» **PROMPT 1**
Output the section of the posting summaries starting at "The following is" and ending at "on the website.".
» **PROMPT 2**
Indicate whether each statement agrees with the posting summaries, giving yes or no along with the exact deciding words: (a) the Adjudicator found that Calgary Police Service had disseminated the individual's personal information in contravention of the FOIP Act; (b) one complaint against Parkland School Division No. 70 concerned a teacher trying to discuss the son's behavior with the complainant in front of others at the school; (c) the dates in the list reflect when each item was posted on the website.

The following is a list of some of the most recent postings on the website, including Orders, Investigation Reports, news releases and resources. The dates below correspond to the date that each item was posted on the website.
An individual complained that Parkland School Division No. 70 had collected, used and disclosed her son's personal information and her own personal informationi in contravention of Part 2 of the FOIP Act. She complained that the school division had used personal information at an appeal hearing, even though the information had been given to assist a teacher to teach her son. In addition, the individual complained that a teacher had attempted to discuss her son’s behavior with her in front of others at the school. The Adjudicator determined that the school division’s use and collection of personal information was authorized under the FOIP Act. The Adjudicator also determined that there was no evidence that the school division had disclosed personal information when the teacher had attempted to speak to the complainant.
An individual complained that Calgary Police Service (CPS) had disseminated his personal information in contravention of the FOIP Act when its former FOIP Manager provided information about a letter comprised of questions he had written regarding his access request to the Chief and to other CPS officials. The individual also complained that CPS had disseminated his personal information without authority when a law firm was chosen to respond to the access request. Finally, the individual argued that the law firm was not properly delegated to respond to the access request and was in a conflict position. The Adjudicator determined that CPS had not disseminated the individual’s personal information in contravention of the FOIP Act. The Adjudicator determined that the law firm had been delegated to respond to the individual’s letter in accordance with the FOIP Act (section 85). The Adjudicator determined that the process for independent reviews of public body decisions set out the FOIP Act cured any defects attributable to potential conflicts of interest or bias.

» **DATASET EXCERPTS**
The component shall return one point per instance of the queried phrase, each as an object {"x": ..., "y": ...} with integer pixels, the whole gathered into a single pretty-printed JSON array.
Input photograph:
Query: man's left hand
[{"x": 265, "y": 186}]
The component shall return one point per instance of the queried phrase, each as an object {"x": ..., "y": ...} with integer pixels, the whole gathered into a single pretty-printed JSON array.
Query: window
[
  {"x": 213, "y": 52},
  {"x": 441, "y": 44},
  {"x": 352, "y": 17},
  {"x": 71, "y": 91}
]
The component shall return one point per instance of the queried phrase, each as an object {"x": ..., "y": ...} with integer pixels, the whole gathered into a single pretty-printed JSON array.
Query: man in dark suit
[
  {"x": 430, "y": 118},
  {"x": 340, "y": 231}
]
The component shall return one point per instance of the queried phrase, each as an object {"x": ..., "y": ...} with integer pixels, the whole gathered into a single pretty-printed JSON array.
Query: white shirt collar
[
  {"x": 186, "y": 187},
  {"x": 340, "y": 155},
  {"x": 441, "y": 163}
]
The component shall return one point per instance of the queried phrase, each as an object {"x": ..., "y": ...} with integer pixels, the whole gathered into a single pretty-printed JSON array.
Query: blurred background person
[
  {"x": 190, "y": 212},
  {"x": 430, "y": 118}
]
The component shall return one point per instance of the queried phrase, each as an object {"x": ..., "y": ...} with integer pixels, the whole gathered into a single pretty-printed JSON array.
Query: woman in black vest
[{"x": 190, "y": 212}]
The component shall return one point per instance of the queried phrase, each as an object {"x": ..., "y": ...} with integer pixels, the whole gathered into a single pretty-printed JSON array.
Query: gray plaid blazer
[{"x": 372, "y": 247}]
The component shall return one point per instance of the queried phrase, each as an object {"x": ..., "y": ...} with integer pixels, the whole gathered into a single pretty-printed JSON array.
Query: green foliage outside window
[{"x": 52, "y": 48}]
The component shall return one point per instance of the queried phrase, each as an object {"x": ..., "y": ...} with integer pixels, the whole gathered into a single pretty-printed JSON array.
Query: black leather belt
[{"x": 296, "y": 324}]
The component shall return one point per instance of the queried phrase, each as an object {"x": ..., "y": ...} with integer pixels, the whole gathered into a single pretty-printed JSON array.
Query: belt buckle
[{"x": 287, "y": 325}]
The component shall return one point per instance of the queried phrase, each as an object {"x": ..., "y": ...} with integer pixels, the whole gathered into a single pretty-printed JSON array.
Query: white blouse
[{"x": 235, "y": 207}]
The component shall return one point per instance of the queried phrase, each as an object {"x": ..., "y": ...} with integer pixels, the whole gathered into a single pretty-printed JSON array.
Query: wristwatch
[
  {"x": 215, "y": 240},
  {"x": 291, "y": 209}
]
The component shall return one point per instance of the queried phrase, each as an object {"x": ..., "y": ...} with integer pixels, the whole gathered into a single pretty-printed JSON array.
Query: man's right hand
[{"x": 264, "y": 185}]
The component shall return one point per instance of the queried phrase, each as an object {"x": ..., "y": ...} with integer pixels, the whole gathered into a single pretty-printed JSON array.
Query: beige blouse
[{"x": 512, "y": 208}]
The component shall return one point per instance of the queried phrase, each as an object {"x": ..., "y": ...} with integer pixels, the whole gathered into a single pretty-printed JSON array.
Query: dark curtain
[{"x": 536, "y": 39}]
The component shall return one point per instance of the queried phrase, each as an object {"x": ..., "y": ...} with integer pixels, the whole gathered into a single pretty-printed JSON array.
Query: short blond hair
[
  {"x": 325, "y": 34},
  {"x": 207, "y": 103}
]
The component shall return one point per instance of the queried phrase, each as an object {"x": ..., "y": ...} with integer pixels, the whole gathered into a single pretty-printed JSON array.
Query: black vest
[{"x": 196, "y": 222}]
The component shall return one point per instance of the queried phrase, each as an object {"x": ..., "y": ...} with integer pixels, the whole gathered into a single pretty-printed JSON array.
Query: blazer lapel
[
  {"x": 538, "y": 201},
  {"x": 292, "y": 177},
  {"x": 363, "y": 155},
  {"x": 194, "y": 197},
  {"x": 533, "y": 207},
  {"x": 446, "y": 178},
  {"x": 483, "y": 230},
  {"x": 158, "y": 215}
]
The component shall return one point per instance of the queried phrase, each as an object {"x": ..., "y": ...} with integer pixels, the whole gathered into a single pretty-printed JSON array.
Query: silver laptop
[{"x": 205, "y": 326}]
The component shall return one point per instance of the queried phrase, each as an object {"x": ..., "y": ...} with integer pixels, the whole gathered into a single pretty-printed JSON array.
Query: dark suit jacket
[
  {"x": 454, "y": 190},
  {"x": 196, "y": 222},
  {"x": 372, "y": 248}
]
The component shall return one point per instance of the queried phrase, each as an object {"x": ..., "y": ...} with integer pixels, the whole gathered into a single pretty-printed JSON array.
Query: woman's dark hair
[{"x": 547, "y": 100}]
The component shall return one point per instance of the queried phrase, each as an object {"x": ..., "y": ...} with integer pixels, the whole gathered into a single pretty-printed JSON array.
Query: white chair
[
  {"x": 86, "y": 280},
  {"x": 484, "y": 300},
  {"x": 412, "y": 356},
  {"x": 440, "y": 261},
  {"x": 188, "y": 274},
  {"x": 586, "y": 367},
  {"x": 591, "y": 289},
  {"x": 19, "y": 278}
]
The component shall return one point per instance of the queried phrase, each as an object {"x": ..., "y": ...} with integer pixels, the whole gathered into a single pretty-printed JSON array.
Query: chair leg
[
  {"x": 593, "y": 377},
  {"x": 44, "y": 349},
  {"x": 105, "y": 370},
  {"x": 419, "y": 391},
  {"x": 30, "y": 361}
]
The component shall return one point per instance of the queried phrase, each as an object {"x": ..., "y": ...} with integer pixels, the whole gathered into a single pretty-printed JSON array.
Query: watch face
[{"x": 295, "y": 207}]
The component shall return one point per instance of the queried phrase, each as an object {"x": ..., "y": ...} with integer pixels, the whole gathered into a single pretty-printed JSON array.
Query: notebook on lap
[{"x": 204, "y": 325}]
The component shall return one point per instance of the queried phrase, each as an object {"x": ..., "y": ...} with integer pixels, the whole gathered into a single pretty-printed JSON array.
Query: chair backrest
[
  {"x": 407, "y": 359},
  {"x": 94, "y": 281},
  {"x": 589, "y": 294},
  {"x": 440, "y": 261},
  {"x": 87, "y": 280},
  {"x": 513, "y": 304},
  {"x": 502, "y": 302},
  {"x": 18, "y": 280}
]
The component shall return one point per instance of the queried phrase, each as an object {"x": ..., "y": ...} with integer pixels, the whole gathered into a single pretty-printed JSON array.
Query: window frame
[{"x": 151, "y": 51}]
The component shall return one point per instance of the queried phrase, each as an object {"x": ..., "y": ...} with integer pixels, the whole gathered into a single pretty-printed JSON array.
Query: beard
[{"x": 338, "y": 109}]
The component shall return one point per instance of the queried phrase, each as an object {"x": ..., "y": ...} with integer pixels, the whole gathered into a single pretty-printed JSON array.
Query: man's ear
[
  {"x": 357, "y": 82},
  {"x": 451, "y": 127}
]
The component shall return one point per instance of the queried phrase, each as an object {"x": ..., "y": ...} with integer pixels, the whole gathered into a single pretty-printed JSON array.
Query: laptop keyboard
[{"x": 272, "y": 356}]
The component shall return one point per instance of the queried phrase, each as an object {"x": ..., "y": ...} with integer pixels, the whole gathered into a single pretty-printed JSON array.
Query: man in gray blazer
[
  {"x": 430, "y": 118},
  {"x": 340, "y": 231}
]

» **ANSWER SPACE 1**
The following is a list of some of the most recent postings on the website, including Orders, Investigation Reports, news releases and resources. The dates below correspond to the date that each item was posted on the website.

» **ANSWER SPACE 2**
(a) No: "The Adjudicator determined that CPS had not disseminated the individual’s personal information in contravention of the FOIP Act."
(b) Yes: "the individual complained that a teacher had attempted to discuss her son’s behavior with her in front of others at the school"
(c) Yes: "The dates below correspond to the date that each item was posted on the website."